(THE INPUT begins)

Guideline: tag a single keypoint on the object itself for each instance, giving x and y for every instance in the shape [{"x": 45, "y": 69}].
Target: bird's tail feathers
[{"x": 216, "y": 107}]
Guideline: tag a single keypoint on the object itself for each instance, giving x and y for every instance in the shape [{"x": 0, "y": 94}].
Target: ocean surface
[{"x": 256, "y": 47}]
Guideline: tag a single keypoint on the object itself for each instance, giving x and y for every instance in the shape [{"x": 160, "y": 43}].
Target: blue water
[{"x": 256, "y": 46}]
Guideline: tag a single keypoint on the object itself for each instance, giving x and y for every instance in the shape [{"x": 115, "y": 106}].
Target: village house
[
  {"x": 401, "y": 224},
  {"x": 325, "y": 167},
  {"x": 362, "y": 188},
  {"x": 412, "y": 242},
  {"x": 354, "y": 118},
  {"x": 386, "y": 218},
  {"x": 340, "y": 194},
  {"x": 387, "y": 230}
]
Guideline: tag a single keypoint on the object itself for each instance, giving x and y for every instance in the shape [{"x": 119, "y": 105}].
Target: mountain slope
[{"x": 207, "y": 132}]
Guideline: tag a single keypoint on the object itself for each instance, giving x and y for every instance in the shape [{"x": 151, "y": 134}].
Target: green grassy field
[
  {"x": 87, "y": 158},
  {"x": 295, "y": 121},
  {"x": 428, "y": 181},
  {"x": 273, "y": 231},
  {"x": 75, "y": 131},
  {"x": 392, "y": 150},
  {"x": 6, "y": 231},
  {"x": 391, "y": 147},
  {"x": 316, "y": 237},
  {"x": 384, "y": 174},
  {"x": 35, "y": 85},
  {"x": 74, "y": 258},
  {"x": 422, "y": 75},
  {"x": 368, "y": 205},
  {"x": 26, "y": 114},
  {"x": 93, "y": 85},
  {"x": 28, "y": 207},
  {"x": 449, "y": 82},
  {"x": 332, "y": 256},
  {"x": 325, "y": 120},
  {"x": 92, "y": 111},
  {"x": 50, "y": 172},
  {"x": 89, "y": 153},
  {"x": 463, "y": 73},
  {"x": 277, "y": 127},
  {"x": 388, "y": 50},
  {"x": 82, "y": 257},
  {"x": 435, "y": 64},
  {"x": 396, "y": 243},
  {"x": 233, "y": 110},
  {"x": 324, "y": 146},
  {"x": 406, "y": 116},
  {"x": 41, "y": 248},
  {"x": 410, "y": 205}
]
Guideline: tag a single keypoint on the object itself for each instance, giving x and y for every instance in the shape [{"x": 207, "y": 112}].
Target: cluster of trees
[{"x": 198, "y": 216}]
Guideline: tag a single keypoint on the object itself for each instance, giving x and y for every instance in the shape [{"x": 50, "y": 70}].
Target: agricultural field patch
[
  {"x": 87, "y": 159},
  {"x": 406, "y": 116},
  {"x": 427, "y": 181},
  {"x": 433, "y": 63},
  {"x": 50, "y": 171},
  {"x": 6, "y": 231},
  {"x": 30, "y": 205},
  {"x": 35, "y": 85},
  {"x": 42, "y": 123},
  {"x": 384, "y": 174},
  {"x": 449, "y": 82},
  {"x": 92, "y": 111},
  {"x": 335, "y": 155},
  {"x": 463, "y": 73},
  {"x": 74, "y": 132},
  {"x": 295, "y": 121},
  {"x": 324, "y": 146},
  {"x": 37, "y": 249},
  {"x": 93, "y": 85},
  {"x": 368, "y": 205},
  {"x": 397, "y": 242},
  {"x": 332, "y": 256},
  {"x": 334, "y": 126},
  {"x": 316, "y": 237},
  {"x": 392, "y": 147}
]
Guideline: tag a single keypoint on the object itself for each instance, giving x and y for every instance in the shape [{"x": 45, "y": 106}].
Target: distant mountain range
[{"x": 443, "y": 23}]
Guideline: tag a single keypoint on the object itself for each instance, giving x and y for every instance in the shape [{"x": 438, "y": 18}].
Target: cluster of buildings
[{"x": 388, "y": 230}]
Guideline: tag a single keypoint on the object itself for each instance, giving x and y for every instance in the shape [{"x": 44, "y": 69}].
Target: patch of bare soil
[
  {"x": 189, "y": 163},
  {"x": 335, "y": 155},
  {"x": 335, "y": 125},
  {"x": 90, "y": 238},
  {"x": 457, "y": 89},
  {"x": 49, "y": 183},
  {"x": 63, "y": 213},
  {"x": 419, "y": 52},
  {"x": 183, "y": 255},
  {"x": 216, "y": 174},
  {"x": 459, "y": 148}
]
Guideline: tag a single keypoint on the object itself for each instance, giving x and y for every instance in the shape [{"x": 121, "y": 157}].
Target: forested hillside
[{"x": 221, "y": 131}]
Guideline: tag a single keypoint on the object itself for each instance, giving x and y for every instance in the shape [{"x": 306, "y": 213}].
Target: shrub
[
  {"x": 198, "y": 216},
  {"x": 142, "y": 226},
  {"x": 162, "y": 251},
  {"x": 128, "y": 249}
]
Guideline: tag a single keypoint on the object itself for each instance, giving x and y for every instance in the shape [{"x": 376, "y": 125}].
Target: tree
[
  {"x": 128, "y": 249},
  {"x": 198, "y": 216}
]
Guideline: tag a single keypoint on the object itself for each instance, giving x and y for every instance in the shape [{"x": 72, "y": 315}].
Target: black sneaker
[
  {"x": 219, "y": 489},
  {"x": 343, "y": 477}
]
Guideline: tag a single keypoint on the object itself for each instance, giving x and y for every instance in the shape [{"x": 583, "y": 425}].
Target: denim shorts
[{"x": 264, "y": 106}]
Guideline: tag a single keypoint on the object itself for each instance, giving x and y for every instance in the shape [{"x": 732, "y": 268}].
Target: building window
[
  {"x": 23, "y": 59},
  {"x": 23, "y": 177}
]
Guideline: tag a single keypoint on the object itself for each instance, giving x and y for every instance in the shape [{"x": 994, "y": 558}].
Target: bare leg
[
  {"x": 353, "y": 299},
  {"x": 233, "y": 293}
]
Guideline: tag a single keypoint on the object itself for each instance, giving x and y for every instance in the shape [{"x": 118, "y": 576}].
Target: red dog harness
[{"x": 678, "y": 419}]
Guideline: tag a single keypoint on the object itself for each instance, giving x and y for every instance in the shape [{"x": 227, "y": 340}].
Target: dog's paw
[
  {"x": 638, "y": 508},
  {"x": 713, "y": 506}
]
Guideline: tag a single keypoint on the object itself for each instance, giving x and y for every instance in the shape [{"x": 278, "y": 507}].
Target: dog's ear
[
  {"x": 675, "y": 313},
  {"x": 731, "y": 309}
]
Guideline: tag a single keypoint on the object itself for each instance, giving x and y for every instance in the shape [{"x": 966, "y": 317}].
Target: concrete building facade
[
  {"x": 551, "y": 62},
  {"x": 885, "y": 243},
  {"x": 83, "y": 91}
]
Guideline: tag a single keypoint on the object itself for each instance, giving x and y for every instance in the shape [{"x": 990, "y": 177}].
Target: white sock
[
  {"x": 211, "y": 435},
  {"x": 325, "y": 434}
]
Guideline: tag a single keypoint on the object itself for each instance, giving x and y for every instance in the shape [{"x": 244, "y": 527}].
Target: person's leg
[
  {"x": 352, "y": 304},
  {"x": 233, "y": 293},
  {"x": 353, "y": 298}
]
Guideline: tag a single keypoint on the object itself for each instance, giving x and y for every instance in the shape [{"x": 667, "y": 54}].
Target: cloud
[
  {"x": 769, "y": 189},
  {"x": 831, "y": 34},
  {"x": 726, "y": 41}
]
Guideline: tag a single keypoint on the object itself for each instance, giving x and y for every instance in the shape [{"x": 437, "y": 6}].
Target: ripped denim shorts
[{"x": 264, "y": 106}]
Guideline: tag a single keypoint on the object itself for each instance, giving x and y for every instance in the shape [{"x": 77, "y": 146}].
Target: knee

(THE INPUT ends)

• _WHAT TO WORK ON_
All of the records above are to be set down again exactly.

• _COMPLETED EXERCISE_
Guideline: tag a single keypoint on the object itself for each instance, giving x and y for every instance in the shape [{"x": 45, "y": 69}].
Target: bird's tail feathers
[{"x": 216, "y": 107}]
Guideline: tag a single keypoint on the object itself for each instance, giving x and y for every instance in the shape [{"x": 0, "y": 94}].
Target: ocean surface
[{"x": 256, "y": 47}]
Guideline: tag a single keypoint on the object itself for each instance, giving x and y for every instance in the shape [{"x": 160, "y": 43}].
Target: blue water
[{"x": 256, "y": 46}]
Guideline: tag a single keypoint on the object itself for each instance, giving x and y for every instance in the shape [{"x": 115, "y": 106}].
Target: village house
[
  {"x": 401, "y": 224},
  {"x": 325, "y": 167},
  {"x": 362, "y": 188},
  {"x": 412, "y": 242},
  {"x": 354, "y": 118},
  {"x": 386, "y": 218},
  {"x": 340, "y": 194},
  {"x": 387, "y": 230}
]
Guideline: tag a single keypoint on the object itself for each instance, giving x and y for every instance in the shape [{"x": 119, "y": 105}].
Target: mountain slope
[{"x": 207, "y": 132}]
Guideline: tag a single keypoint on the object itself for each instance, giving x and y for every instance in the shape [{"x": 151, "y": 134}].
Target: green grassy field
[
  {"x": 87, "y": 158},
  {"x": 295, "y": 121},
  {"x": 428, "y": 181},
  {"x": 273, "y": 231},
  {"x": 75, "y": 131},
  {"x": 392, "y": 150},
  {"x": 6, "y": 231},
  {"x": 391, "y": 147},
  {"x": 316, "y": 237},
  {"x": 384, "y": 174},
  {"x": 35, "y": 85},
  {"x": 74, "y": 258},
  {"x": 422, "y": 75},
  {"x": 368, "y": 205},
  {"x": 26, "y": 114},
  {"x": 93, "y": 85},
  {"x": 28, "y": 207},
  {"x": 449, "y": 82},
  {"x": 332, "y": 256},
  {"x": 325, "y": 120},
  {"x": 92, "y": 111},
  {"x": 50, "y": 172},
  {"x": 89, "y": 153},
  {"x": 463, "y": 73},
  {"x": 277, "y": 127},
  {"x": 388, "y": 50},
  {"x": 82, "y": 257},
  {"x": 435, "y": 64},
  {"x": 396, "y": 243},
  {"x": 233, "y": 110},
  {"x": 324, "y": 146},
  {"x": 406, "y": 116},
  {"x": 41, "y": 248},
  {"x": 410, "y": 205}
]
Guideline: tag a single keypoint on the object itself for each instance, giving x and y for every instance in the shape [{"x": 207, "y": 112}].
Target: cluster of trees
[{"x": 198, "y": 216}]
Guideline: tag a single keypoint on the object itself for each instance, giving x and y for every instance in the shape [{"x": 50, "y": 70}].
Target: agricultural field patch
[
  {"x": 87, "y": 159},
  {"x": 406, "y": 116},
  {"x": 427, "y": 181},
  {"x": 433, "y": 63},
  {"x": 50, "y": 171},
  {"x": 6, "y": 231},
  {"x": 30, "y": 205},
  {"x": 35, "y": 85},
  {"x": 42, "y": 123},
  {"x": 384, "y": 174},
  {"x": 449, "y": 82},
  {"x": 92, "y": 111},
  {"x": 335, "y": 155},
  {"x": 463, "y": 73},
  {"x": 74, "y": 132},
  {"x": 295, "y": 121},
  {"x": 324, "y": 146},
  {"x": 37, "y": 249},
  {"x": 93, "y": 85},
  {"x": 368, "y": 205},
  {"x": 397, "y": 242},
  {"x": 332, "y": 256},
  {"x": 334, "y": 126},
  {"x": 316, "y": 237},
  {"x": 392, "y": 147}
]
Guideline: tag a single keypoint on the object itself for each instance, giving x and y for every instance in the shape [{"x": 45, "y": 106}].
Target: distant mountain range
[{"x": 443, "y": 23}]
Guideline: tag a single keypoint on the object itself for each instance, giving x and y for every instance in the shape [{"x": 438, "y": 18}].
Target: cluster of buildings
[{"x": 388, "y": 230}]
Guideline: tag a single keypoint on the object itself for each instance, giving x and y for every instance in the shape [{"x": 44, "y": 69}].
Target: patch of bare soil
[
  {"x": 189, "y": 163},
  {"x": 335, "y": 155},
  {"x": 335, "y": 125},
  {"x": 90, "y": 238},
  {"x": 457, "y": 89},
  {"x": 49, "y": 183},
  {"x": 63, "y": 213},
  {"x": 419, "y": 52},
  {"x": 183, "y": 255},
  {"x": 216, "y": 174},
  {"x": 459, "y": 148}
]
Guideline: tag a single keypoint on the object itself for each instance, giving x and y for every instance in the shape [{"x": 121, "y": 157}].
Target: forested hillside
[{"x": 221, "y": 131}]
Guideline: tag a single keypoint on the object itself for each instance, giving x and y for every instance in the shape [{"x": 306, "y": 213}].
Target: shrub
[
  {"x": 198, "y": 216},
  {"x": 142, "y": 226},
  {"x": 162, "y": 251},
  {"x": 128, "y": 249}
]
Guideline: tag a single keypoint on the object itself for each instance, giving x and y for every instance in the shape [{"x": 376, "y": 125}].
Target: tree
[
  {"x": 128, "y": 249},
  {"x": 198, "y": 216}
]
Guideline: tag a single keypoint on the object itself for each instance, giving x and y for every instance in the shape [{"x": 72, "y": 315}].
Target: black sneaker
[
  {"x": 219, "y": 489},
  {"x": 343, "y": 477}
]
Guideline: tag a single keypoint on the object itself for each instance, giving x and y for every instance in the shape [{"x": 583, "y": 425}].
Target: denim shorts
[{"x": 264, "y": 106}]
Guideline: tag a single keypoint on the object itself for each instance, giving x and y for every instance in the shape [{"x": 732, "y": 268}].
Target: building window
[
  {"x": 23, "y": 59},
  {"x": 23, "y": 177}
]
Guideline: tag a single keypoint on the object itself for each instance, giving x and y for every instance in the shape [{"x": 994, "y": 558}].
Target: bare leg
[
  {"x": 353, "y": 299},
  {"x": 233, "y": 293}
]
Guideline: tag a single keypoint on the object itself for each instance, giving x and y for every instance in the shape [{"x": 118, "y": 576}].
Target: red dog harness
[{"x": 678, "y": 419}]
Guideline: tag a single keypoint on the object itself for each instance, giving x and y for every instance in the shape [{"x": 227, "y": 340}].
Target: dog's paw
[
  {"x": 638, "y": 508},
  {"x": 713, "y": 506}
]
Guideline: tag a single keypoint on the object itself for each instance, giving x and y for every instance in the shape [{"x": 278, "y": 507}].
Target: dog's ear
[
  {"x": 675, "y": 313},
  {"x": 731, "y": 309}
]
Guideline: tag a single keypoint on the object itself for each instance, giving x and y for every instance in the shape [{"x": 966, "y": 317}].
Target: concrete building facade
[
  {"x": 551, "y": 62},
  {"x": 885, "y": 243},
  {"x": 83, "y": 91}
]
Guideline: tag a single keypoint on the object itself for each instance, giving x and y for every instance in the shape [{"x": 990, "y": 177}].
Target: white sock
[
  {"x": 211, "y": 435},
  {"x": 325, "y": 434}
]
Guideline: tag a single keypoint on the object itself for each instance, giving x and y for every instance in the shape [{"x": 244, "y": 527}].
Target: person's leg
[
  {"x": 352, "y": 304},
  {"x": 233, "y": 293},
  {"x": 353, "y": 298}
]
Guideline: tag a single keypoint on the object itself for each instance, giving x and y for every instance in the shape [{"x": 667, "y": 54}].
Target: cloud
[
  {"x": 769, "y": 189},
  {"x": 831, "y": 34},
  {"x": 726, "y": 41}
]
Guideline: tag a single keypoint on the object itself for each instance, giving x and y for every instance in the shape [{"x": 437, "y": 6}].
Target: ripped denim shorts
[{"x": 264, "y": 106}]
Guideline: tag a single keypoint on the object itself for each instance, giving x and y for every instance in the shape [{"x": 77, "y": 146}].
Target: knee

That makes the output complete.